Which lines of the listing below contain the string "blurred"? Find each one and copy it in full, counting only matches with the same upper- and lowercase letters.

----

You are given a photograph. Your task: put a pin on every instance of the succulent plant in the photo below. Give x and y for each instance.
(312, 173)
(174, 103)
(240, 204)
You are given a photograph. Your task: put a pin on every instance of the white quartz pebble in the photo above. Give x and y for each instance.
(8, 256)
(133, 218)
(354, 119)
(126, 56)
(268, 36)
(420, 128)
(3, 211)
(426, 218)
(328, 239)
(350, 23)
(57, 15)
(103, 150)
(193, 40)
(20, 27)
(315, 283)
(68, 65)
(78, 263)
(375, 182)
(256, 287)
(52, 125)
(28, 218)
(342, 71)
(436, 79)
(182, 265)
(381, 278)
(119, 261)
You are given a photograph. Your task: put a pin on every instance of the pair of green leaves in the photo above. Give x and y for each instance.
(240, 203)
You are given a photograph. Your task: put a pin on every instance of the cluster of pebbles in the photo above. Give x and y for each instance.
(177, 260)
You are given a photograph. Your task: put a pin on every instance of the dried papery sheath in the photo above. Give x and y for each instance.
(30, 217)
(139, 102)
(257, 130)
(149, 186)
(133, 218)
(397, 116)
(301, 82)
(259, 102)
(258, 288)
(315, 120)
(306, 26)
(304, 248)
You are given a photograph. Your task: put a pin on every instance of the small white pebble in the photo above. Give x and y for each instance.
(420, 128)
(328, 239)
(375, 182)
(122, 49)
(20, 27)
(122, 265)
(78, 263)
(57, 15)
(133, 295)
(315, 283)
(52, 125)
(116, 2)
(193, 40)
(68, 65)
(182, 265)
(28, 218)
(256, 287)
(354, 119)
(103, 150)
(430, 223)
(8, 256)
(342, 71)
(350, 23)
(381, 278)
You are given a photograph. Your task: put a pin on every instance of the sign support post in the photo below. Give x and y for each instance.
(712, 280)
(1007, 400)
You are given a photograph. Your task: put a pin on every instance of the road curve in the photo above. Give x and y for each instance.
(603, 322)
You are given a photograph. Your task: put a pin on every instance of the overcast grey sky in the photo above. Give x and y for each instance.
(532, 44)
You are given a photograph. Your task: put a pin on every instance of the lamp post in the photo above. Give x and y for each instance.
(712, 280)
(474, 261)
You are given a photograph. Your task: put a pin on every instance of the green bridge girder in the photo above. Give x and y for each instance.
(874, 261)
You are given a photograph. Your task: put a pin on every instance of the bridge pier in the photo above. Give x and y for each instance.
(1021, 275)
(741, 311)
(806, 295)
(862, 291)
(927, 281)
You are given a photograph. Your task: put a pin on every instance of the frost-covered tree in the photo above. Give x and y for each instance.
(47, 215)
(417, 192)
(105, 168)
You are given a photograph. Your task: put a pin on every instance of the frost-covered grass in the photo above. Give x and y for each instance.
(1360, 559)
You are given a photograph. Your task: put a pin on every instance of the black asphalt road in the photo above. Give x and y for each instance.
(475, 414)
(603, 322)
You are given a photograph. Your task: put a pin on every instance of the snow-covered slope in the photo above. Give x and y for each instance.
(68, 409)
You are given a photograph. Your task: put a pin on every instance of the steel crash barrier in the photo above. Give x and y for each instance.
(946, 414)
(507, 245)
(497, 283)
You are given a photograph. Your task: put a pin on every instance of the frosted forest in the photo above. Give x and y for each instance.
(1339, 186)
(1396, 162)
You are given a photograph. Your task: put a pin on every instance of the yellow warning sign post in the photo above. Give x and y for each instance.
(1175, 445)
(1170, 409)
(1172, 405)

----

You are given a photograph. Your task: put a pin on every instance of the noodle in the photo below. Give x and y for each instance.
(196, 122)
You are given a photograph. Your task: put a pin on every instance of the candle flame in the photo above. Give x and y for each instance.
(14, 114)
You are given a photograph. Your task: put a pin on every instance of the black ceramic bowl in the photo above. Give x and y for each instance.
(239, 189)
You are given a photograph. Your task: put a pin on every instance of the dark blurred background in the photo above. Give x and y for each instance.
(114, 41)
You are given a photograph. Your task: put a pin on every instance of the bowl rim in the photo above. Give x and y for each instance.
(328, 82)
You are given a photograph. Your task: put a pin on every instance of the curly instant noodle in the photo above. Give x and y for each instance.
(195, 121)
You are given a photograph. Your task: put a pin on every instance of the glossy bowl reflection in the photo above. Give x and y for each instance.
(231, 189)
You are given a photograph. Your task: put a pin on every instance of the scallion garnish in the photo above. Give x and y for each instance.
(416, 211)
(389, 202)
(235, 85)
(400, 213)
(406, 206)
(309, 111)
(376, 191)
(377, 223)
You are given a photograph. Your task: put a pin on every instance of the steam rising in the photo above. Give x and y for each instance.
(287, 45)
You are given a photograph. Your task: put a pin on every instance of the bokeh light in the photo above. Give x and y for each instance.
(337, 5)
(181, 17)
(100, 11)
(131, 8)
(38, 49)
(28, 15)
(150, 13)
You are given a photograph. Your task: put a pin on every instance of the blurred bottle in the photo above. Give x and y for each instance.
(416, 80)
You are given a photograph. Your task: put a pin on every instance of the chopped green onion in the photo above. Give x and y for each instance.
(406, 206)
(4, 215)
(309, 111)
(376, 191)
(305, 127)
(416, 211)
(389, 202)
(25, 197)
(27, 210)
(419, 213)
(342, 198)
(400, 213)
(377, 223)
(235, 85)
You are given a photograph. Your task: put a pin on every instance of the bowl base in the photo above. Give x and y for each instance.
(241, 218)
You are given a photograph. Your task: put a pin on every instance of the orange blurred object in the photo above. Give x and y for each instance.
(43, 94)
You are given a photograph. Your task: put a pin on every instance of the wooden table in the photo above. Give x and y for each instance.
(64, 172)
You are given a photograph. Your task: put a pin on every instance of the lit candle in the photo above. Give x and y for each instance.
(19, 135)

----

▶ **RESULT OF THE EXERCISE**:
You are given a photograph. Your task: put a pin on every instance of the dark blurred background in the photo above. Give x and y for each instance.
You are given a photograph. Your task: put a pin on every instance of the blurred bottle in the photo above. Give x and y for each instance.
You are given a photograph. Your task: put a pin on every instance of the orange blurred object in the photo above. Give x and y for each instance.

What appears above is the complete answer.